** EXERCISE GOAL **
Could you swap every "Target" in the listing below for "Label" and give back all of its lines with nothing else changed?
━━ RECORDS TO USE ━━
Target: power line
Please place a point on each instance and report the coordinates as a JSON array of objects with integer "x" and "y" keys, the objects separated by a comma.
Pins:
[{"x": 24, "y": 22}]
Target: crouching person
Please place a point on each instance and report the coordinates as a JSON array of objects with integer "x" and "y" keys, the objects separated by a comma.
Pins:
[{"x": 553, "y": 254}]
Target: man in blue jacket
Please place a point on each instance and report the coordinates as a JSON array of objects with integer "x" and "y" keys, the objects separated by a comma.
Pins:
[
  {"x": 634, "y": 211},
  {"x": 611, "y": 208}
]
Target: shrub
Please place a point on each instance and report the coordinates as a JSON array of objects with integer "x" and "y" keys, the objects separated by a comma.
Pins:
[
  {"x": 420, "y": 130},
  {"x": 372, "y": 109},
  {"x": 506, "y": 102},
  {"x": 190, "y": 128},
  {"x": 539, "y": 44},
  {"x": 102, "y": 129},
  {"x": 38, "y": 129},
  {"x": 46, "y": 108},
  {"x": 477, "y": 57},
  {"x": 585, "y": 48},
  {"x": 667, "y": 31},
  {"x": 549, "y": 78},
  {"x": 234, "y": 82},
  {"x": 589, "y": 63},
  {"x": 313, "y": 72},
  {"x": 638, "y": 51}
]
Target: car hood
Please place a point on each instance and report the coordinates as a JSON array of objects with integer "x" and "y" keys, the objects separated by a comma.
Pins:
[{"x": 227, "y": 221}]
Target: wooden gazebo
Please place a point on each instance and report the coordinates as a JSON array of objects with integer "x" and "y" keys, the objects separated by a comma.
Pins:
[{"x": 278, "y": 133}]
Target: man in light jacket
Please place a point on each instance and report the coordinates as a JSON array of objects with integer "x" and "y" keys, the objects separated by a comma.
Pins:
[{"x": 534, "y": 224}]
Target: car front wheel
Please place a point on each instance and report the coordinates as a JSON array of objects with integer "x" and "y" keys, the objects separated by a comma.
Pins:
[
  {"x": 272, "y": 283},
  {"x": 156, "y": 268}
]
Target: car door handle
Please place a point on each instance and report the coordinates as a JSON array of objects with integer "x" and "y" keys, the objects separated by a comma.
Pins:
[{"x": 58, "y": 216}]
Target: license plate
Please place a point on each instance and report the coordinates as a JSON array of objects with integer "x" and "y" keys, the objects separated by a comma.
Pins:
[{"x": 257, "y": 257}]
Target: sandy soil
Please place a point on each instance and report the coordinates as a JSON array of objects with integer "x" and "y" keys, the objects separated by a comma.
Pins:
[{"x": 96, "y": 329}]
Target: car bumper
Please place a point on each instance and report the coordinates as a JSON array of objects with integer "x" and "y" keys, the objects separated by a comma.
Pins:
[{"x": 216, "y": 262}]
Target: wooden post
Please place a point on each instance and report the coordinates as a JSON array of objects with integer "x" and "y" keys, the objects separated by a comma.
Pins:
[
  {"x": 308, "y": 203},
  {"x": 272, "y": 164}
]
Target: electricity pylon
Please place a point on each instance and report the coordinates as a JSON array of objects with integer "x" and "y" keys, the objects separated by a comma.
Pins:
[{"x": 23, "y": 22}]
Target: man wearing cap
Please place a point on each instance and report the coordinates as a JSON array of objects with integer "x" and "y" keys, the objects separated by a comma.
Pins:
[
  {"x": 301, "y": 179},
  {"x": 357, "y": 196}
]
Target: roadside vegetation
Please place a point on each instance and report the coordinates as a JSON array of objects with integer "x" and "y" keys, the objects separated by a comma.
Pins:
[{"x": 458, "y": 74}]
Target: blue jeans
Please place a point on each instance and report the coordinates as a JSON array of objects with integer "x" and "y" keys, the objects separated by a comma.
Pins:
━━━
** EXERCISE RESULT **
Label: power line
Please place a point on each instance and report the coordinates as a JSON array of objects with integer "x" and "y" keys, the objects separated by a comma.
Pins:
[{"x": 24, "y": 22}]
Label: crouching person
Please place a point on each instance and report the coordinates as a JSON array of objects with integer "x" and "y" keys, the objects separated by a comma.
Pins:
[{"x": 553, "y": 254}]
Label: man in blue jacket
Please place a point on each instance and report the coordinates as a JSON array of objects with integer "x" and "y" keys, the objects separated by a comma.
Pins:
[
  {"x": 634, "y": 211},
  {"x": 611, "y": 208}
]
Label: shrub
Please place a point on each instance and report the coordinates as a JSON array of objects with integer "x" and "y" keys, the objects separated by a comma.
Pins:
[
  {"x": 420, "y": 130},
  {"x": 372, "y": 109},
  {"x": 506, "y": 102},
  {"x": 190, "y": 128},
  {"x": 539, "y": 44},
  {"x": 102, "y": 129},
  {"x": 38, "y": 129},
  {"x": 46, "y": 108},
  {"x": 477, "y": 57},
  {"x": 585, "y": 48},
  {"x": 667, "y": 31},
  {"x": 549, "y": 78},
  {"x": 234, "y": 82},
  {"x": 589, "y": 63},
  {"x": 313, "y": 72},
  {"x": 638, "y": 51}
]
Label: car hood
Please place a point on each instance and report the coordinates as a JSON array of objects with integer "x" and "y" keys, the objects separated by a comma.
Pins:
[{"x": 227, "y": 221}]
Label: wooden gazebo
Please place a point on each instance and report the coordinates as a JSON array of objects with integer "x" and "y" keys, the objects separated by a comma.
Pins:
[{"x": 278, "y": 133}]
Label: man in light jacket
Please place a point on each instance and report the coordinates as a JSON array of objects with integer "x" and "y" keys, the objects separated by a comma.
Pins:
[{"x": 534, "y": 224}]
Label: car front wheel
Please place a point on each instance and report the coordinates as a JSON array of objects with integer "x" and "y" keys, the objects separated by a comma.
Pins:
[
  {"x": 272, "y": 283},
  {"x": 156, "y": 268}
]
Label: car door handle
Please place a point on each instance and report the coordinates as a JSON array of objects with integer "x" and "y" keys, the objects separated by a comma.
Pins:
[{"x": 58, "y": 216}]
Label: license plate
Please place a point on each instance and report the coordinates as a JSON array of objects with integer "x" and "y" keys, the objects separated by a comma.
Pins:
[{"x": 257, "y": 257}]
Label: sandy soil
Please place a point on each instance and report the coordinates as a JSON array of objects with integer "x" and "y" keys, the objects separated by a comma.
Pins:
[{"x": 96, "y": 329}]
Label: car bumper
Please place a point on each instance and report the coordinates as a JSON array of objects with integer "x" and "y" keys, the objects separated by a comma.
Pins:
[{"x": 216, "y": 262}]
Label: wooden post
Please place a point on each instance and report the coordinates as a JSON array of objects with integer "x" and "y" keys, the objects separated by a comma.
Pins:
[
  {"x": 308, "y": 203},
  {"x": 272, "y": 164}
]
Label: electricity pylon
Please place a point on each instance and report the coordinates as a JSON array of objects with integer "x" and "y" keys, the objects separated by a comma.
Pins:
[{"x": 23, "y": 22}]
Label: man wearing cap
Please place a point on each instance and report the coordinates as a JSON array of objects with integer "x" and "y" keys, the objects separated by a comma.
Pins:
[
  {"x": 301, "y": 179},
  {"x": 357, "y": 196}
]
Label: roadside vegetation
Please place a point on each instance and report the coordinates as a JSON array of objects with integer "x" and "y" keys, the objects separated by a comma.
Pins:
[{"x": 458, "y": 74}]
Label: blue jeans
Please place a point on each instance and report the coordinates as a JSON array of objects with integer "x" and "y" keys, the objects separated by a comma.
Pins:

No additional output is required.